_Objective_: Retype the data below without altering anything.

Pointing dataset excerpts
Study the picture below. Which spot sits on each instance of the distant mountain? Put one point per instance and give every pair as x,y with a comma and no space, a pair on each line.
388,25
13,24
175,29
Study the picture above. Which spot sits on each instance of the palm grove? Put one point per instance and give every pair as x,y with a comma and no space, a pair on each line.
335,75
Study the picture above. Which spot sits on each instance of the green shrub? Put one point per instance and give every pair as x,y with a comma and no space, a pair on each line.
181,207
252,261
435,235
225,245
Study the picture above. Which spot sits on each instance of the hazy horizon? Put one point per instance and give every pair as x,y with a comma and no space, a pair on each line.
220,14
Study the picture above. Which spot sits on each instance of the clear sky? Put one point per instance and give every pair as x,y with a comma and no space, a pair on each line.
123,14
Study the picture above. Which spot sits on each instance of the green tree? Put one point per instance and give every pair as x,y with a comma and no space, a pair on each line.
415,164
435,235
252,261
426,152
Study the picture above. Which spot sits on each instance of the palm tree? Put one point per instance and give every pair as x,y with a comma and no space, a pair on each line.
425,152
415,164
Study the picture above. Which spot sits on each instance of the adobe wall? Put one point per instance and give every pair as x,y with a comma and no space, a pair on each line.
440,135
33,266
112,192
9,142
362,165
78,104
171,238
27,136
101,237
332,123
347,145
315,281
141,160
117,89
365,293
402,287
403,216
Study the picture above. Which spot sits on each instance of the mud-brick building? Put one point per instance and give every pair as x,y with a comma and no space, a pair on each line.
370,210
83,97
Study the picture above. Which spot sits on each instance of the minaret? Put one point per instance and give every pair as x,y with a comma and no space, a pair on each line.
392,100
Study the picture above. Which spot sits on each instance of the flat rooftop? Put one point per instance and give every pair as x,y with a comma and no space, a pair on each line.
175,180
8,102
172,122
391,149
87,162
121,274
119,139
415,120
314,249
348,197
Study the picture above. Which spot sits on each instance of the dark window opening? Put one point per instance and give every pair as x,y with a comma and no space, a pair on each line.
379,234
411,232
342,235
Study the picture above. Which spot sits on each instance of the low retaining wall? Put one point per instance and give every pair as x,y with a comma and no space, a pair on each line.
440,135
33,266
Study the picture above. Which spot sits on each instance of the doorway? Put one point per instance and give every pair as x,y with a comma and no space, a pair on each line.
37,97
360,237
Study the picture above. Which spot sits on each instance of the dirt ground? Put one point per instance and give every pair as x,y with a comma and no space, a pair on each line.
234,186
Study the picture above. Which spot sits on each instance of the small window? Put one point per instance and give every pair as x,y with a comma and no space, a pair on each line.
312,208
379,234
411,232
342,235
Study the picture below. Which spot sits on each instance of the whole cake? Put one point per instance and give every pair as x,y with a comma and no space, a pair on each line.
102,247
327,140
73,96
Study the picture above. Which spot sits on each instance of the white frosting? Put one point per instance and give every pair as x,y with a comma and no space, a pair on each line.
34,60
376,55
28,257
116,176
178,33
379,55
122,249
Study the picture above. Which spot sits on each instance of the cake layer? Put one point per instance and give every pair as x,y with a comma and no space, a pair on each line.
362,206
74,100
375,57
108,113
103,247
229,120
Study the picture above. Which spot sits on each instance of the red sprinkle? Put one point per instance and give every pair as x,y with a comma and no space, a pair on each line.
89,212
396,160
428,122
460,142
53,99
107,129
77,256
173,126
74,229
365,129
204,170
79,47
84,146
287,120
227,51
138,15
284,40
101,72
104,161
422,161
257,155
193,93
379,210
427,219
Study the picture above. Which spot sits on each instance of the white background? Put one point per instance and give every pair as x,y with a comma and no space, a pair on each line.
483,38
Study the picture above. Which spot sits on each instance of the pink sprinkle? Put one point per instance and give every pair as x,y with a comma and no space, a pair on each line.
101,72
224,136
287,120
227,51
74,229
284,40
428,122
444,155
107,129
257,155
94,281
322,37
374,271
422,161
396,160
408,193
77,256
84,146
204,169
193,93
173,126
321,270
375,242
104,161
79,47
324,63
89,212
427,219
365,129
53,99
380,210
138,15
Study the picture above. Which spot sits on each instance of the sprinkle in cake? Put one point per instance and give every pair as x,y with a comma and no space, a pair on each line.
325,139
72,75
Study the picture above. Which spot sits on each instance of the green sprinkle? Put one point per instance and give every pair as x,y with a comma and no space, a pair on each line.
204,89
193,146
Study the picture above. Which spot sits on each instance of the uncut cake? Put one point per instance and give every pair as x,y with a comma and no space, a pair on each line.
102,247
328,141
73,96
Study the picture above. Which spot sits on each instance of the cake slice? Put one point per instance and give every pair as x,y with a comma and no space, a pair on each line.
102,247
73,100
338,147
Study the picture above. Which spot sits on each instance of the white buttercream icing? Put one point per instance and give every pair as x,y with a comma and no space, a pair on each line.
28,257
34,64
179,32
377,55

_Exercise solution_:
Study the picture below. Which spot sits on each instance of the distant mountain? Put one point per instance and give every pair as x,y with a comma and no space, a pair on each line.
388,25
13,24
175,29
Study the picture above. Which spot sits on each instance of the palm grove? Put one point per instance and give every pair as x,y with a comma and no space, a pair on each line.
335,75
Study the picture above. Which spot sits on each instance of the green shrub? Put one point per instance and give every pair as x,y with a comma and no space, a pair on each line.
181,207
252,261
435,235
225,245
Study the picture above. Which spot sits on each instance of the hazy horizon? Put one point per instance and give every pair as x,y with a comma and no space, a pair on each line.
220,14
Study the picture above. Which spot sits on each instance of the clear sky? Put one point per instance and give every pair as x,y with a comma and no space, a pair on each line.
123,14
Study the picture above. Which spot sits on each instance of the green tree? Put one point per instance and give every pair as x,y with a comma and no space, a pair on each line.
415,164
435,235
252,261
426,152
Study the picture above. Which spot sits on each instance of the palm tree? Put one point per instance and give every pair as x,y with a comma and no space, a pair on each line.
425,152
415,164
Study the picture above. Which spot sits on each instance of the adobe wall? Put one point per instance and give every pair as x,y with a comma and no space, a pair on each line.
440,135
33,266
112,192
9,142
362,165
78,104
171,238
27,136
101,237
332,123
347,145
315,281
141,160
117,89
365,293
402,287
403,216
Study the picture above. Which spot sits on each instance of the mud-brick building? Put one point per instance and give every pair as x,y with a comma and no space, a pair on each line.
370,210
83,97
Study the picture above. Which spot sits on each instance of the minaret? Put one point per instance and give every pair as x,y with a comma and no space, a pair on each line.
392,100
Study the picture above. Which spot sits on each instance of the flat rooftop? Put one point per instance and give every pair as x,y with a comma and no space, a pair on each line.
175,180
8,102
172,122
391,149
87,162
121,274
119,139
415,120
314,249
348,197
Study the picture above. Which spot sits on each instance of the dark window opening? Put one point per instance and give every pair as x,y with a comma and no space, a pair on each line.
379,234
411,232
342,235
Study the picture above. Which spot sits on each instance of the low retaining wall? Put one point per instance and give every pair as x,y with a comma and no space, a pair on each line.
440,135
33,266
Study the picture above. Which spot sits on each instance of the doorway? Put one point per instance and give every pair as x,y with a comma and no space, a pair on each line.
37,97
360,237
Study the picture above. Which spot sits on each instance of the dirt ground? Put one point per instance and give every pair as x,y with a comma and no space, a pair on each line.
234,186
Study the picture above. Which spot sits on each instance of the small window? Put one point per instance and give every pair as x,y with a comma and no space, a pair on each line.
312,208
379,234
411,232
342,235
Study the picture below. Which spot sits on each instance of the whole cake? Put one point per instance and give every pair as x,y with a comma and no space, a pair on each line.
102,247
327,140
73,96
Study the picture above. Which spot sits on each instance of the white frosting? Put one point per instance and give every pair as x,y with a comma and no space, a pair on each line.
34,60
376,55
28,257
116,176
178,33
379,55
122,249
Study the picture above. Which spot sits on each instance of the cake layer? Put one point per instance and give every pair as x,y with a comma and no space, a pair on each line.
362,206
74,100
375,57
108,113
103,247
229,120
Study the picture above. Which spot sits on each instance of the red sprinkle? Put one point per instance and give every pair as x,y with a comma and no space, a pair on each line.
89,212
396,160
428,122
460,142
53,99
107,129
77,256
173,126
74,229
365,129
204,170
79,47
84,146
287,120
227,51
138,15
284,40
101,72
104,161
422,161
257,155
193,93
379,210
427,219
Study the picture above. Which spot sits on each instance of the white background? Put one point per instance and give every pair as x,y with a comma and no space, a pair on each line.
483,38
Study the picture above. Which spot sits on each instance of the pink sprinkle? Put one point per instance and give every pair as x,y with a comma and no space, a pair on each line.
101,72
224,136
287,120
227,51
74,229
284,40
428,122
444,155
107,129
257,155
94,281
322,37
374,271
422,161
396,160
408,193
77,256
84,146
204,169
193,93
173,126
321,270
375,242
104,161
79,47
324,63
89,212
427,219
365,129
53,99
380,210
138,15
Study the picture above. Which spot sits on each instance of the sprinkle in cake? Put one point per instance and give every pair as x,y with a comma and no space, a pair on each line.
325,139
72,75
Study the picture above. Which spot sits on each instance of the green sprinkle? Put one point per instance and give every pair as x,y with a comma and no space, a pair on each line.
204,89
193,146
Study the picture above. Which spot sits on each instance of the uncut cake? Put one point per instance and give every pair as x,y with a comma and no space, a pair on each line.
102,247
328,141
73,96
Study the picture above. Which spot sits on each instance of the cake slice? Put one point per instance and give every pair as x,y with a comma and no space, a pair on each line.
102,247
73,100
338,147
Study the picture above. Which spot sits on each instance of the white buttercream icing? Put one point per instance and give every pair as x,y with a comma and no space, a pair on each line.
28,257
34,64
179,32
377,55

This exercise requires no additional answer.